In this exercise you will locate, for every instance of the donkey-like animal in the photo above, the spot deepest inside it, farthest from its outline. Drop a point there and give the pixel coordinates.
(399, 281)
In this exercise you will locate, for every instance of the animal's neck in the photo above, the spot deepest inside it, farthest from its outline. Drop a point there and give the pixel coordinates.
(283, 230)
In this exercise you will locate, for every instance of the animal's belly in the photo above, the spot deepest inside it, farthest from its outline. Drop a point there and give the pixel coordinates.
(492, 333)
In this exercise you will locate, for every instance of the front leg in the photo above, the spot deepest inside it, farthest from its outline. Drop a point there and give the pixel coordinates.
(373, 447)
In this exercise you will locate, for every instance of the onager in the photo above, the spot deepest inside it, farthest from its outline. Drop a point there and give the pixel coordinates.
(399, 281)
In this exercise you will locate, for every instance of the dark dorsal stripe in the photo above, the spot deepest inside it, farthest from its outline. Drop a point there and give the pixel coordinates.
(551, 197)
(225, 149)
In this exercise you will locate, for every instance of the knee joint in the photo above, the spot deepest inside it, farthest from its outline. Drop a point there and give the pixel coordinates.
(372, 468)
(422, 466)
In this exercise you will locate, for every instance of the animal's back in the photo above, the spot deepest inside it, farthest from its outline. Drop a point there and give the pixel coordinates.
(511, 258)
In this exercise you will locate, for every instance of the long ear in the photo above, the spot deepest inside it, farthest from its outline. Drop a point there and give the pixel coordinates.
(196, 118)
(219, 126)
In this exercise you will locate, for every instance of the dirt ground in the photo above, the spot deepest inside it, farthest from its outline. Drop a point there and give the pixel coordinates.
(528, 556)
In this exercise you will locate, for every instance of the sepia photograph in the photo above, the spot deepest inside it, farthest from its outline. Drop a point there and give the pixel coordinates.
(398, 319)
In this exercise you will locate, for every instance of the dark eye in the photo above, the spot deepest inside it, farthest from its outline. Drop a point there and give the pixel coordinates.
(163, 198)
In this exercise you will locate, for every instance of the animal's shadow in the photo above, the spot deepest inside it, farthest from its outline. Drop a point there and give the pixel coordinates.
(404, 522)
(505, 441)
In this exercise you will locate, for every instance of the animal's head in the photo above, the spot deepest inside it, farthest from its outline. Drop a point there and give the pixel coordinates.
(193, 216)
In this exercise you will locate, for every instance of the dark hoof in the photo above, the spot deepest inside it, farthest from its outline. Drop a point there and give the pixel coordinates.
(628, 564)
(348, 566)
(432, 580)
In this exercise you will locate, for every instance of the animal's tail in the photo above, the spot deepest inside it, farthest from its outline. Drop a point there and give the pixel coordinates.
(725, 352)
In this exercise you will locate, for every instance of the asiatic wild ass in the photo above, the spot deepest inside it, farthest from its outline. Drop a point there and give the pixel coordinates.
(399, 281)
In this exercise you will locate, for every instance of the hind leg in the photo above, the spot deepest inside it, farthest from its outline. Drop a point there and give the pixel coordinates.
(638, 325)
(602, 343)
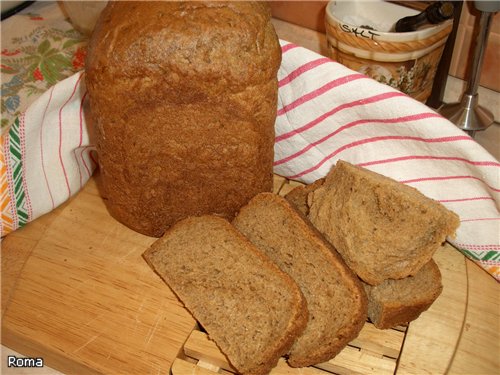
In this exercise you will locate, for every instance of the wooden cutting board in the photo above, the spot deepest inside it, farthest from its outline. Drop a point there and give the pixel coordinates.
(76, 291)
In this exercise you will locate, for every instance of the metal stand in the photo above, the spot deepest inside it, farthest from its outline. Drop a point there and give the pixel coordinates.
(467, 114)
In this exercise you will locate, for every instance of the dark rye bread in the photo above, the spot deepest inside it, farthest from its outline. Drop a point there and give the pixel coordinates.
(382, 228)
(183, 97)
(335, 298)
(251, 309)
(298, 197)
(396, 302)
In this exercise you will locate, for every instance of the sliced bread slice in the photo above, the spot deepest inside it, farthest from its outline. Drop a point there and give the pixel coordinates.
(249, 308)
(335, 297)
(396, 302)
(298, 197)
(382, 228)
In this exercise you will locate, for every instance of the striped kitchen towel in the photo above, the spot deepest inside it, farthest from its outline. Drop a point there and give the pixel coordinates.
(326, 112)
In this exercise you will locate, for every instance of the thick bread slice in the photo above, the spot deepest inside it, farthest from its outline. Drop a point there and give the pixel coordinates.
(335, 297)
(397, 302)
(298, 197)
(251, 309)
(382, 228)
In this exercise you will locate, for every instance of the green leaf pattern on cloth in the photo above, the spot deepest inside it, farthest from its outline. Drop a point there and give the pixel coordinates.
(31, 63)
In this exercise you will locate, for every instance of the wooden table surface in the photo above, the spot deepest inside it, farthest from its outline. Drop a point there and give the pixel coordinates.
(76, 291)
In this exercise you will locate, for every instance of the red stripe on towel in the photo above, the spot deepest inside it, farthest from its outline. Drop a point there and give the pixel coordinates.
(465, 199)
(481, 219)
(302, 69)
(41, 148)
(22, 138)
(365, 141)
(314, 94)
(428, 157)
(395, 120)
(440, 178)
(341, 107)
(60, 135)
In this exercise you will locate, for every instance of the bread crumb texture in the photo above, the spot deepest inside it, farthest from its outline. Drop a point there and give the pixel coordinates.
(383, 229)
(400, 301)
(335, 298)
(251, 309)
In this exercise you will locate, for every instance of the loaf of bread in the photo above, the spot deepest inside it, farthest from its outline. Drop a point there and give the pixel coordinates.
(335, 297)
(382, 228)
(396, 302)
(249, 307)
(183, 97)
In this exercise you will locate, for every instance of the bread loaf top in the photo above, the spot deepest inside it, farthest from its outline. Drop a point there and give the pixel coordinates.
(200, 47)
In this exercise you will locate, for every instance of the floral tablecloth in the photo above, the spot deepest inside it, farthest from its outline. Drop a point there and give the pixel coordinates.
(40, 47)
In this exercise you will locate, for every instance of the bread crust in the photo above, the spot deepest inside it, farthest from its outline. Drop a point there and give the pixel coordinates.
(386, 306)
(383, 229)
(183, 97)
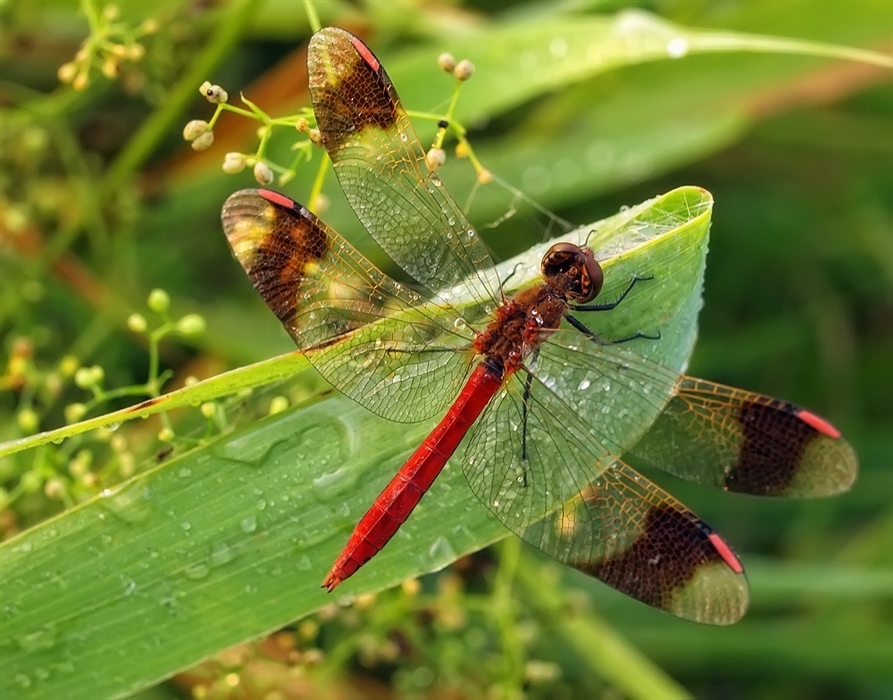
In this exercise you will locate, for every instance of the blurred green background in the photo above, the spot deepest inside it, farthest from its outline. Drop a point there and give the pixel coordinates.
(101, 201)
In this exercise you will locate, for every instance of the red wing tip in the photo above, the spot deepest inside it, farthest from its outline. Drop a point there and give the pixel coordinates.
(819, 423)
(331, 582)
(276, 198)
(729, 557)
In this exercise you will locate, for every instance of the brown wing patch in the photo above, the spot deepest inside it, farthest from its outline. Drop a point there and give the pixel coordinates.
(749, 443)
(351, 89)
(668, 562)
(276, 241)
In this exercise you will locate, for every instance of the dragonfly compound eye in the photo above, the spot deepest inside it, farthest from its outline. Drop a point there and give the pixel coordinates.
(573, 272)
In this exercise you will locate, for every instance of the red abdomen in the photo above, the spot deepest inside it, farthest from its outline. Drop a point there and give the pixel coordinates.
(406, 489)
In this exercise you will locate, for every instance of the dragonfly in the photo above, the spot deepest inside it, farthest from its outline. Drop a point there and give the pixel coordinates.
(520, 378)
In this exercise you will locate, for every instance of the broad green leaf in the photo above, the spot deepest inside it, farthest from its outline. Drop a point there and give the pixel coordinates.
(231, 540)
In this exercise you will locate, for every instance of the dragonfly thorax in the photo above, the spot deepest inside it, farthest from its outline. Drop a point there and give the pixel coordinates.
(521, 325)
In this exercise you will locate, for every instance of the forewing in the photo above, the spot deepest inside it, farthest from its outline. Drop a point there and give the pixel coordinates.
(381, 167)
(742, 441)
(537, 465)
(369, 336)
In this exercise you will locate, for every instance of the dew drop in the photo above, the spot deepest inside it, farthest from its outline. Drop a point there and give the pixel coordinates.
(128, 584)
(221, 554)
(439, 554)
(196, 571)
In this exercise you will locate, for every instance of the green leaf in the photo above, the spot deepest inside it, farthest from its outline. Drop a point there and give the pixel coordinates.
(232, 540)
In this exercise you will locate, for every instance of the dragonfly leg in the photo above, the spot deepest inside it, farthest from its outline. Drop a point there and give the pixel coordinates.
(576, 323)
(525, 399)
(616, 302)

◆ **What is expected**: Take the listing above and restate it word for word, without its pictures.

◆ **The output**:
In this exercise you will locate, for every instance of the donkey-like animal in the photo above, the spot deepest inside it, farthest from its outline. Drop a point there and give the pixel coordinates.
(399, 281)
In this exercise you will locate, for every instance of the animal's neck in the photo above, the spot deepest inside it, farthest from its outline. Drop a point there and give the pixel coordinates.
(283, 230)
In this exercise you will locate, for every instance of the animal's belly in the photo above, the spot deepest inside it, farthest from its outline. Drop a point there and give the pixel coordinates.
(492, 333)
In this exercise you will locate, for every instance of the front leg in the photo above, the spot deepest inside it, farthest from its outline. Drop a point there and give the pixel coordinates.
(373, 447)
In this exercise you will locate, for every instance of the onager in the photo above, the spot deepest inside it, farthest from its outline. Drop a point there and give the pixel coordinates.
(399, 281)
In this exercise you will locate, for every instance of the dark dorsal stripe in the photo above, the spot deepest inside it, farthest from its outline. Drop a point there and give the pixel coordinates.
(551, 197)
(225, 149)
In this exercise you will locate, for every instance of the knee joint in the photo above, the spot deepest inside it, farthest from its outline. Drop a point there and give the pixel coordinates.
(372, 468)
(422, 466)
In this exercise you will locate, for every instance of the animal's back in the photo above, the spot deepest inside it, farthest from its outline. Drop a point there and give the pixel coordinates.
(511, 258)
In this exercise you will locate, for every instance of the long ear in the photo above, the spot deepest inside it, farthest from its outline. Drop a point there and give the pixel coordinates.
(196, 118)
(219, 126)
In this exercise you will locate, for every instance of the dirt ground in the photo above, the spot deepest inside it, farthest from its outline. Drop a point there and give the pixel coordinates.
(528, 556)
In this exercise you will locate, for every instance of the sepia photograph in the photo above, the spot deepest inside it, farthest from its outline. Drop a point there and give the pixel coordinates.
(398, 319)
In this exercise you will locate, for every instance of the dark eye in the photo above, the spot deepest inside it, farthest from its outline. Drop a point there and give the pixel coordinates.
(163, 198)
In this exercise you will locate, for every instance of the animal's shadow in the photo above, the spot deepest inside it, farthest from its outline. Drop a point there and give the pixel coordinates.
(404, 522)
(505, 441)
In this exercise you will locate, for every instance of the animal's head in the photo above, the spot deepest inside it, farthest from its outline. Drop a point there and give the pixel coordinates.
(193, 216)
In this exercise you will locate, for every instance of the dark hoof in the photo above, the spot deepest inside it, farthest from its outline. Drop a point there and give the pixel coordinates.
(628, 564)
(348, 566)
(432, 580)
In this exercise you will locate, for every instance of the animal's tail in the photo above, the spot deepest inside it, farthest from its outline. Drop a point there and give the pixel coordinates.
(725, 352)
In this exercise you will locate, for every instance of the asiatic wild ass in the photo above, the spot deepest inside it, farthest from its outline. Drop a point there and give the pixel coordinates.
(399, 281)
In this exercise you will locate, for every instance of the hind leg in the photo above, the spot deepest inside it, farthest from its outline. Drop a point there and give the pixel coordinates.
(638, 325)
(602, 343)
In this exercise you will locate, for every instance of the wooden cutting board in the photo above, the spot deepest inside it, farthest from its outline. Drop a point there and give the pixel coordinates.
(76, 291)
In this exercise you will locate, for every instance of the metal stand in the photo above, the spot deepest inside it, farthest from its outline. Drop a point there and give the pixel coordinates.
(467, 114)
In this exercise you will locate, for every instance of the dark rye bread in the photo above, the spot deepest inside it, farthest from its outline. Drop a point there and give the pixel coordinates.
(382, 228)
(183, 97)
(335, 298)
(251, 309)
(298, 197)
(396, 302)
In this exercise you will locate, for every instance of the sliced bread slice in the photo above, the spot deepest inside it, farthest from its outline. Drop a point there and give the pixel coordinates.
(249, 308)
(335, 297)
(396, 302)
(298, 197)
(382, 228)
In this exercise you will locate, for every instance of the striped kitchen towel in the photo above, the spot deepest inside it, farthest from its outline. Drop a point there and give the pixel coordinates.
(326, 112)
In this exercise you will locate, for every instance of the thick bread slice in the photo above, the spot deepest inside it, farthest from its outline. Drop a point there and give the pixel coordinates.
(335, 297)
(397, 302)
(298, 197)
(251, 309)
(382, 228)
In this exercise you will locate, for every instance of the green leaf pattern on cloth in the photo above, the spot deepest inside it, farthest from its outline. Drop a point there and give the pixel coordinates.
(31, 63)
In this exercise you will locate, for every instance of the wooden table surface in the photo above, the spot deepest inside it, farthest from its outline. Drop a point there and give the pixel coordinates.
(76, 291)
In this exercise you will locate, for every instance of the red stripe on towel in the photo above, the spot deepest inside it, farthest from its outline. Drop a point there and give the pixel coordinates.
(465, 199)
(481, 219)
(302, 69)
(41, 148)
(22, 138)
(365, 141)
(314, 94)
(428, 157)
(395, 120)
(440, 178)
(341, 107)
(60, 135)
In this exercise you will locate, for every instance of the bread crumb texture in the photo above, the spot deepest inside it, farthest from its outline. Drop a point there and give the pixel coordinates.
(383, 229)
(400, 301)
(335, 298)
(251, 309)
In this exercise you will locate, for every instance of the loaf of bread in the photo above, the spot deepest inside it, farthest from its outline. Drop a point there and give the pixel coordinates.
(335, 297)
(382, 228)
(396, 302)
(249, 307)
(183, 97)
In this exercise you will locate, for every instance of the bread loaf top in the photo above, the spot deepest inside it, farthest from its outline. Drop a point there and give the pixel coordinates.
(200, 47)
In this exercise you will locate, for every instance of the floral tablecloth in the photo above, the spot deepest inside it, farthest from its outline. Drop a point there and give the pixel coordinates.
(40, 47)
In this exercise you will locate, for every instance of the bread crust in the photo above, the spot deepest inside it, farthest from its outline. Drop a point there and give the pixel coordinates.
(386, 306)
(383, 229)
(183, 97)
In this exercise you will locate, for every instance of the blurred green background in the photo above, the spot deepest inside it, farthest from its outline. Drop a point there and give the pixel coordinates.
(101, 201)
In this exercise you will locate, for every instance of the red wing tip in the photo above, the spot deepest inside it, farthest from its outline. Drop a point there and give the pixel coordinates.
(819, 423)
(331, 582)
(276, 198)
(729, 557)
In this exercise you will locate, for every instance of the brown wing patch in the photo above, the spot deepest inside it, farthest from its outline. Drop a point there and give the pixel coordinates.
(749, 443)
(351, 89)
(668, 562)
(276, 241)
In this exercise you will locate, for every instance of the dragonfly compound eye in the photo above, the spot deepest inside it, farthest from its outline. Drop a point there and give the pixel coordinates.
(573, 272)
In this exercise you will locate, for every instance of the red abdomen in the photo above, the spot deepest inside it, farthest from its outline. Drop a point there and give the pixel coordinates.
(406, 489)
In this exercise you will locate, for every instance of the dragonfly in the photo above, the spot deepest inside it, farthest from its outline. Drop a point there and give the pixel coordinates.
(520, 378)
In this exercise you will locate, for every instance of the broad green leaf in the photo above, the spot deepest inside it, farthest from its outline. Drop a point there and give the pixel coordinates.
(231, 540)
In this exercise you will locate, for every instance of the dragonfly thorax in the photo above, the spot deepest inside it, farthest from its outline. Drop a point there and give the pixel coordinates.
(521, 325)
In this exercise you will locate, for every instance of the forewing in the photo above, the spot deepest inside it, farthest from its outline. Drop a point there and give the pixel coordinates.
(381, 167)
(742, 441)
(537, 465)
(369, 336)
In this exercise you will locate, for every instance of the dew drop in the photo above, the spot deepest inside it, farthest from its outline. Drop a point there and give the pixel coordinates.
(128, 584)
(221, 554)
(439, 554)
(196, 571)
In this exercise you will locate, for every instance of the green leaf in the photo above, the spot deepest inside it, farthest from its outline. Drop a point there and give the pixel coordinates.
(232, 540)
In this exercise you will locate, for every instance of the dragonfly leg in the photo above, the spot deepest inside it, farthest from its outline. Drop a point there and give the pixel coordinates.
(576, 323)
(525, 399)
(616, 302)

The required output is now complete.